Segment Start: PASSAGE SHOWN

New Releases: Blameless by Gail Carriger
Sunday, September 05, 2010
This review is dedicated to Jared, who brought me a brownie.
I know I'm in the minority with this opinion, but I tend to find Relentlessly Light-Hearted Whimsey exhausting in books.
It took me several tries to get through the Hitchhiker's Guide series (and I never finished any of Adams' other novels), and I have to titrate my PG Wodehouse carefully, often going months or even years between Jeeves or Psmith novels.
In no way am I anti-whimsey. It's just that it can be a bit much, page after page, novel after novel.
And therein lies the promise - and the peril - of Gail Carriger's Parasol Protectorate series.
On the one hand, Carriger's novels are funny. I giggled my way through Blameless, just as I giggled my way through Soulless and Changeless. And, in a bunch of sub-genres rife with high seriousness (steampunk, paranormal romance, urban fantasy, etc.), the funny is a welcome thing. His sense of mischief, for example, is one of the many reasons Joe Abercrombie's novels read so well. And China MiƩville's novels have benefitted from the dark humor he's begun to inject into them. Carriger's light touch is charming.
On the other hand: it's also constant. The charm is never forced, but it is endless. Like, eeeeeeendless. Everyone has an adorable name. Everyone speaks in bon mots. Everyone is obsessed with tea, or hats, or fashion, or some combination of the three.
Although I find this style of writing pretty tiresome, I do appreciate it. And I realize that loads of readers quite like it. I'm certainly not dinging the novel for being funny or cute (though it does get a little precious at times). Writing style is a matter of personal preference, and Carriger's simply isn't quite mine.
Style aside, Blameless suffers from many fewer of the problems that infected Changeless. Whereas in Changeless the heroine, Alexia, was a passive lump, she shows great initiative in Blameless, working hard to sort out her problems. She's also far less thick than she was in the previous book. Unfortunately, her thickness seems to have infected a few of the other characters - who then sort of unthicken as the plot requires, which is frustrating.
That unthickening, and the fact that there are simply too many characters to keep straight, are my major complaints with the novel. Okay, one more: Carriger is falling prey to the stereotypical steampunk infection: steampunking for the sake of steampunking. The s'punked-up (heh) parasol is sort of a necessary evil, but stuff like the crawling tram cars and the glass-and-steel egg-shaped-prison-under-the-Thames thingie are, you know, a bit much.
The best thing about Blameless, and about the entire series, is Carriger's acceptance of the full spectrum of human sexuality. Carriger's world isn't even nominally heteronormative, despite the hetero central relationship; several main characters are bisexual or gay, and their relationships are presented with the same pathos and casual ease with which she describes heterosexual human (and human-werewolf) relationships.
There's only one really unexpected moment in Blameless, but that said (and my other reservations aside) it's a fun read, and Carriger's example will hopefully inspire other writers to add in a little more of the funny, and other publishers to move away from the super-duper intense style that so often characterizes genre fiction.

Segment End: PASSAGE SHOWN
Segment Start: GIVEN RECORDS

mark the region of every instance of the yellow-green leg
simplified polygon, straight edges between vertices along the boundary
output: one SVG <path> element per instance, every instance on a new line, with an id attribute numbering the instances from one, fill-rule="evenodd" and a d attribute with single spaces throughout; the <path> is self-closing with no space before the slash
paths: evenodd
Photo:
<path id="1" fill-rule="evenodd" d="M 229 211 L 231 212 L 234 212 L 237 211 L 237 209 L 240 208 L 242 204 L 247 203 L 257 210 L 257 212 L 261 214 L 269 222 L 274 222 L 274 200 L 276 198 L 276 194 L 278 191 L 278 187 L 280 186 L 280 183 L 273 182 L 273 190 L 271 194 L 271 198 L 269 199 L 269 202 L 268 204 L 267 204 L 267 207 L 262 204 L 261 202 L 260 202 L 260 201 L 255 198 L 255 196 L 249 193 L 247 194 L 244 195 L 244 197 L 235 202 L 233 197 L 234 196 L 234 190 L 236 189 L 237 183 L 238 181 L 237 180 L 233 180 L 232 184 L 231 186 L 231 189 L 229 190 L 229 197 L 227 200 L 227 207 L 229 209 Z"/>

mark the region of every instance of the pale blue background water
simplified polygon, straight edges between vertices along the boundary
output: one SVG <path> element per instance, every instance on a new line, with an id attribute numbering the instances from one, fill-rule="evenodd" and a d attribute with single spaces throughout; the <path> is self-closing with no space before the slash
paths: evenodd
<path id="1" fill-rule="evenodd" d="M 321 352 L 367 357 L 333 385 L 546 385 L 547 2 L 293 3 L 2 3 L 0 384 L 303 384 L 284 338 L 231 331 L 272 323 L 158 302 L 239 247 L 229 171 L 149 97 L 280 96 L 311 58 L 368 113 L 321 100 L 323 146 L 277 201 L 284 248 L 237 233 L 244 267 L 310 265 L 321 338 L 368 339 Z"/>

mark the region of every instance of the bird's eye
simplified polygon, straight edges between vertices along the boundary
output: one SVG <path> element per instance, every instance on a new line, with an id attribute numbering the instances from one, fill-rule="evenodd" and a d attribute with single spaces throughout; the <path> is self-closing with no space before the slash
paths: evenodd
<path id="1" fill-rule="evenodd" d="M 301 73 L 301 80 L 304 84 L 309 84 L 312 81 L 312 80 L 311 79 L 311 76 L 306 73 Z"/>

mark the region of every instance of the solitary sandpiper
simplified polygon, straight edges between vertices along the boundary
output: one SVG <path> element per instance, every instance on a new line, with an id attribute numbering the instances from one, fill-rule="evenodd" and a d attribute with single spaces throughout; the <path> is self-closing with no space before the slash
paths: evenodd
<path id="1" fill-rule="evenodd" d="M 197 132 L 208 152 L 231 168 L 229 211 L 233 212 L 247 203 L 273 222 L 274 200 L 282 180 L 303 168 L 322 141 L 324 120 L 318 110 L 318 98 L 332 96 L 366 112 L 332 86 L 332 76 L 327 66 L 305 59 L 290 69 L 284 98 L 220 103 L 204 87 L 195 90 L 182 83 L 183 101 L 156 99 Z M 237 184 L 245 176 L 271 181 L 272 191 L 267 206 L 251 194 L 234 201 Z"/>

Segment End: GIVEN RECORDS
Segment Start: GIVEN RECORDS

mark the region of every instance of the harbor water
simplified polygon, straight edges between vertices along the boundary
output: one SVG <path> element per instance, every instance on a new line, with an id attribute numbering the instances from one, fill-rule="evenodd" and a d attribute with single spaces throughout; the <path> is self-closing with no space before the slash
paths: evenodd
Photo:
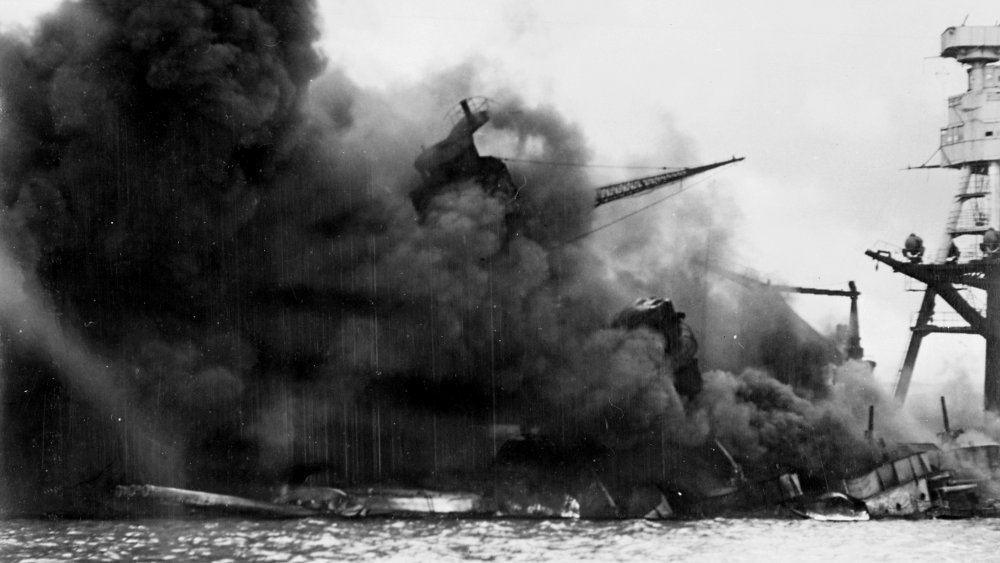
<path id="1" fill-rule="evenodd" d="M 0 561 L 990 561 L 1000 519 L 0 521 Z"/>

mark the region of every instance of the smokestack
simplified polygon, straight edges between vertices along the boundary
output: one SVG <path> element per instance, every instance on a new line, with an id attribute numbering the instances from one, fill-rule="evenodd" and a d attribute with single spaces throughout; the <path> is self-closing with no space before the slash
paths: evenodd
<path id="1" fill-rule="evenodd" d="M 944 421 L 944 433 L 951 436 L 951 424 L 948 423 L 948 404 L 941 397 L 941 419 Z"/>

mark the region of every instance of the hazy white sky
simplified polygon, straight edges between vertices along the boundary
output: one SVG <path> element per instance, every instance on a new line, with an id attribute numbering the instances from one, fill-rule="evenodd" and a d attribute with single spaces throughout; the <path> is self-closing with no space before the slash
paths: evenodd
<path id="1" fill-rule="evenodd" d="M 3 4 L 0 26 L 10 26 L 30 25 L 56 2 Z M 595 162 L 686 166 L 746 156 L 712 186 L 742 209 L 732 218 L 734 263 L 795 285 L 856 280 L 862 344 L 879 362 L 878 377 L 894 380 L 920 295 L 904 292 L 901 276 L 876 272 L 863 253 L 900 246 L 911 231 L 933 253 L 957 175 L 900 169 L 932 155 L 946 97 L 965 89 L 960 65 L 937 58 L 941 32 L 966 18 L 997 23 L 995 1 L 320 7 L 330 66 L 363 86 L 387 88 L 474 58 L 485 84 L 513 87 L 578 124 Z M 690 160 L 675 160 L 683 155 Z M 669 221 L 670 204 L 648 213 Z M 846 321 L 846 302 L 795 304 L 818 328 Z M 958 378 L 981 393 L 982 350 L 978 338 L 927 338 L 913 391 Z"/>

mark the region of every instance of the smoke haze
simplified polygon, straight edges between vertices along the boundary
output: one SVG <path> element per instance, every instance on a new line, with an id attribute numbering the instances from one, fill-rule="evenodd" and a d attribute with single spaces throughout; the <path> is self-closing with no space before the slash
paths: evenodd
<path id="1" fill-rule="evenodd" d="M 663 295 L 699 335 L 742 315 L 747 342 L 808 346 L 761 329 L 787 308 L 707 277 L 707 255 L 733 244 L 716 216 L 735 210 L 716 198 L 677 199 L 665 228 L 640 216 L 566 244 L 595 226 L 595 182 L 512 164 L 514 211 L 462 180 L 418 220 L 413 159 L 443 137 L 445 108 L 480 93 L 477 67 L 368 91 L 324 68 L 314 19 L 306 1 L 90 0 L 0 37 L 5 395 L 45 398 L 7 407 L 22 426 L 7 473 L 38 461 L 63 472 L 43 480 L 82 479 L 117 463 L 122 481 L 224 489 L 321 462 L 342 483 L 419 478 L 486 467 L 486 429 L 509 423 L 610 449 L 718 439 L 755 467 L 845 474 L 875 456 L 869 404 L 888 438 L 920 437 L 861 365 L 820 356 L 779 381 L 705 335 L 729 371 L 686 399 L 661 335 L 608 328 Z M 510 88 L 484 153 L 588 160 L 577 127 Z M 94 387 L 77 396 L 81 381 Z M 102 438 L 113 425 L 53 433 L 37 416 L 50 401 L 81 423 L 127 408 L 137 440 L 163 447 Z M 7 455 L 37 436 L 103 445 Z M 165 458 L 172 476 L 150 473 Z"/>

Segment End: GIVEN RECORDS
Segment Start: GIVEN RECORDS

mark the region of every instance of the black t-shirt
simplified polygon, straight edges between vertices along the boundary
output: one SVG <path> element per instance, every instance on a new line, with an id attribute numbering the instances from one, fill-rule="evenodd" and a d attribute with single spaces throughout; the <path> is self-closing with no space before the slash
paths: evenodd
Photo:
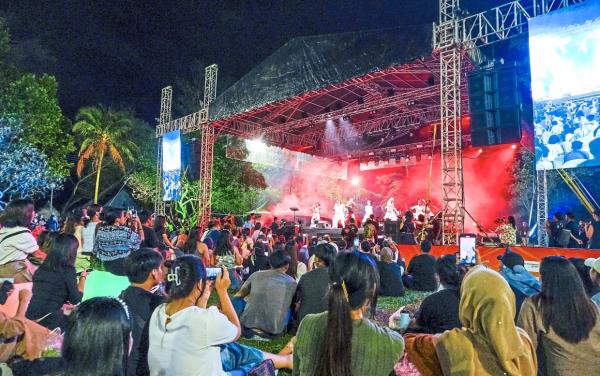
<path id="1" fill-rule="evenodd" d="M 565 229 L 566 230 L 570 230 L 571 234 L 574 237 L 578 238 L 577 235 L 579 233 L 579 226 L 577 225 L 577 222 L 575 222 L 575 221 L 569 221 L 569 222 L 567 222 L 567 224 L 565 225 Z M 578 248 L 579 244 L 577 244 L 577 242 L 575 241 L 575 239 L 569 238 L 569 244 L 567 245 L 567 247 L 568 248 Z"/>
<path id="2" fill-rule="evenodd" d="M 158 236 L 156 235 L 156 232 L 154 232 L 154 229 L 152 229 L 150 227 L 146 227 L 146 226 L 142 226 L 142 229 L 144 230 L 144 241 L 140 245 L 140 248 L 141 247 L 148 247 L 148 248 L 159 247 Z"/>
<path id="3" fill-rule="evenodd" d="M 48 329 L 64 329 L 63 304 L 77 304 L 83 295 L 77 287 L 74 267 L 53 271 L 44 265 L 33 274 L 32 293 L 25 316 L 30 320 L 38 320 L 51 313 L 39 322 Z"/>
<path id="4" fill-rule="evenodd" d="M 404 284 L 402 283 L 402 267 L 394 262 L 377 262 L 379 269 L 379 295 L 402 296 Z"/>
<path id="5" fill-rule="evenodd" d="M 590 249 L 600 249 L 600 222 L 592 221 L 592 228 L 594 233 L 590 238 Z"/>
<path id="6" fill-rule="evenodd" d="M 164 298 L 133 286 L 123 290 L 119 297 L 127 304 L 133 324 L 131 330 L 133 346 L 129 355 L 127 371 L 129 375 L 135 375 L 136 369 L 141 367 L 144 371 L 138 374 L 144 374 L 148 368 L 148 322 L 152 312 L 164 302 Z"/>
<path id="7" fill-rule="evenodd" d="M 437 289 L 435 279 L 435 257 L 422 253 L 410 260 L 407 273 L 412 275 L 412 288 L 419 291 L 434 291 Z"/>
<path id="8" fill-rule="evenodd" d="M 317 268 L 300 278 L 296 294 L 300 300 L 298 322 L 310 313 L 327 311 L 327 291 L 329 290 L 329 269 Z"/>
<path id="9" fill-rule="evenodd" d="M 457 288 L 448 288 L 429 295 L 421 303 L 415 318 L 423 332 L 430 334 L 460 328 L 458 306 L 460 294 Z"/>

Segment End: GIVEN RECORDS

[ACTIONS TO TAKE]
1. Based on the Blameless review, decide whether each statement agrees with the text: (a) The reviewer finished all of Adams' other novels. (b) Alexia shows great initiative in Blameless. (c) The reviewer considers the parasol entirely unnecessary. For each, answer yes or no and quote the deciding words.
2. Transcribe the part of the Blameless review starting at "The best thing" and ending at "characterizes genre fiction.".

[RESULTS]
1.
(a) No: "I never finished any of Adams' other novels"
(b) Yes: "she shows great initiative in Blameless, working hard to sort out her problems"
(c) No: "The s'punked-up (heh) parasol is sort of a necessary evil"

2.
The best thing about Blameless, and about the entire series, is Carriger's acceptance of the full spectrum of human sexuality. Carriger's world isn't even nominally heteronormative, despite the hetero central relationship; several main characters are bisexual or gay, and their relationships are presented with the same pathos and casual ease with which she describes heterosexual human (and human-werewolf) relationships.
There's only one really unexpected moment in Blameless, but that said (and my other reservations aside) it's a fun read, and Carriger's example will hopefully inspire other writers to add in a little more of the funny, and other publishers to move away from the super-duper intense style that so often characterizes genre fiction.